OBJECTIVE>
Copy the lines below word for word, starting with the line that contains "of the microwave" and ending with the line that contains "Target: microwave control panel". Include both of those lines.

RECORDS SUPPLIED>
* * * * * * * * *

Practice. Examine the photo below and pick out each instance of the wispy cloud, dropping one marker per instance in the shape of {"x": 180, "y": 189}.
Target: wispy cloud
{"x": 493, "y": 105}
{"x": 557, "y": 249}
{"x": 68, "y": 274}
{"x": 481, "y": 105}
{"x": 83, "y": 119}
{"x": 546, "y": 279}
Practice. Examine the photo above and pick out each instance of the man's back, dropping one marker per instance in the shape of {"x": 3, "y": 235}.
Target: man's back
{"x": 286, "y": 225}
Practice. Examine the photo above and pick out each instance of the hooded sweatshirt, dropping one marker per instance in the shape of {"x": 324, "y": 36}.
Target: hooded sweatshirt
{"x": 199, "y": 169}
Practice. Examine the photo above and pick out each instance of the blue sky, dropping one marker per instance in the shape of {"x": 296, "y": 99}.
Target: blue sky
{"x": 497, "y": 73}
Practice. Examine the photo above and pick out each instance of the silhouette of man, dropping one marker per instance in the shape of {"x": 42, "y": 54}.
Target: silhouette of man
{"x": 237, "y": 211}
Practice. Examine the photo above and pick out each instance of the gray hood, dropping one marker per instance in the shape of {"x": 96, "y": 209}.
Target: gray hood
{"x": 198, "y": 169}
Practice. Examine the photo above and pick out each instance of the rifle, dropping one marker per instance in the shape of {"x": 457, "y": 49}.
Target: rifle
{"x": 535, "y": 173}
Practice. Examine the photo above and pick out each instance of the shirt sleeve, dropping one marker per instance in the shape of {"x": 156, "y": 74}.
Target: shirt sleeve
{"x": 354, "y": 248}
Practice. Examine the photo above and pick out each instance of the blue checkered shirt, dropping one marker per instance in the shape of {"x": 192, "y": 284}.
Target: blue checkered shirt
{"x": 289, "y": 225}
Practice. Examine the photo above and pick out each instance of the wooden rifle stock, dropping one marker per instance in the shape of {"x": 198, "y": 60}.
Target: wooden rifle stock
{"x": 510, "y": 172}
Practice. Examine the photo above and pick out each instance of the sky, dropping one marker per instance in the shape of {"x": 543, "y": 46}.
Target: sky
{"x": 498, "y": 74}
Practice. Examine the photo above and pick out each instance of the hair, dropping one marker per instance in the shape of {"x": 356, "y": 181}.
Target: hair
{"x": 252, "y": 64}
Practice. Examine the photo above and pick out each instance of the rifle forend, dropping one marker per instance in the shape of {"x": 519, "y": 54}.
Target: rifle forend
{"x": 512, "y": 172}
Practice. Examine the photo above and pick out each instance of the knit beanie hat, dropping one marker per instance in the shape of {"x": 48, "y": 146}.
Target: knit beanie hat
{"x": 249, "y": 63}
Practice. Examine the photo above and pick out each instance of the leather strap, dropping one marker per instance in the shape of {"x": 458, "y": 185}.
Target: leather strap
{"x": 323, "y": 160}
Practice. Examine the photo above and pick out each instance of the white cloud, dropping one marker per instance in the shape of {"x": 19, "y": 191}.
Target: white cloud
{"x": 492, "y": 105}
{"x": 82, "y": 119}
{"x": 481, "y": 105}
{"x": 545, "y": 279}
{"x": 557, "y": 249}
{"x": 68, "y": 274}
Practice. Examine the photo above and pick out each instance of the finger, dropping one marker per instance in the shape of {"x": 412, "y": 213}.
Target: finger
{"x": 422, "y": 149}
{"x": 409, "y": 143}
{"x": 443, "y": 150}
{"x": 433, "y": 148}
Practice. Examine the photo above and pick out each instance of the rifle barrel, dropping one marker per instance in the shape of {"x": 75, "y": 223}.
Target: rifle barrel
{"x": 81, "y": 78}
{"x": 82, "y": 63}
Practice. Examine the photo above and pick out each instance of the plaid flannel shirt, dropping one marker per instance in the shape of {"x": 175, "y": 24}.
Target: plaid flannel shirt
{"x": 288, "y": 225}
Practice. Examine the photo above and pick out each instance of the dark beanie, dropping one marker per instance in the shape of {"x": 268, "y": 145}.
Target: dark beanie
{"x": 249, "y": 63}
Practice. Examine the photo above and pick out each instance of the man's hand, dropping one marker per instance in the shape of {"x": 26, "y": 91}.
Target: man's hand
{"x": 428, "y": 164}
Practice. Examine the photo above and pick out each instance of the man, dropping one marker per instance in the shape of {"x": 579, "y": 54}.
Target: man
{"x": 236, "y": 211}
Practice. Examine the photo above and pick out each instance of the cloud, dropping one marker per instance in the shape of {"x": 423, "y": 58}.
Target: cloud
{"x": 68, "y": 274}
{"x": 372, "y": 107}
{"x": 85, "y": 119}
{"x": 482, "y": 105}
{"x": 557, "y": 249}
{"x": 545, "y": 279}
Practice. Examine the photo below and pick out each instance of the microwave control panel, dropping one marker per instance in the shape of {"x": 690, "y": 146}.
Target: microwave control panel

* * * * * * * * *

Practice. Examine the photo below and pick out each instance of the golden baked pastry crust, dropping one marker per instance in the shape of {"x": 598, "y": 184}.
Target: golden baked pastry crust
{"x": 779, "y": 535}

* * * * * * * * *

RIGHT ANSWER>
Practice. Examine the photo below and pick out each instance of the microwave control panel, dropping one marker per instance in the shape of {"x": 690, "y": 146}.
Target: microwave control panel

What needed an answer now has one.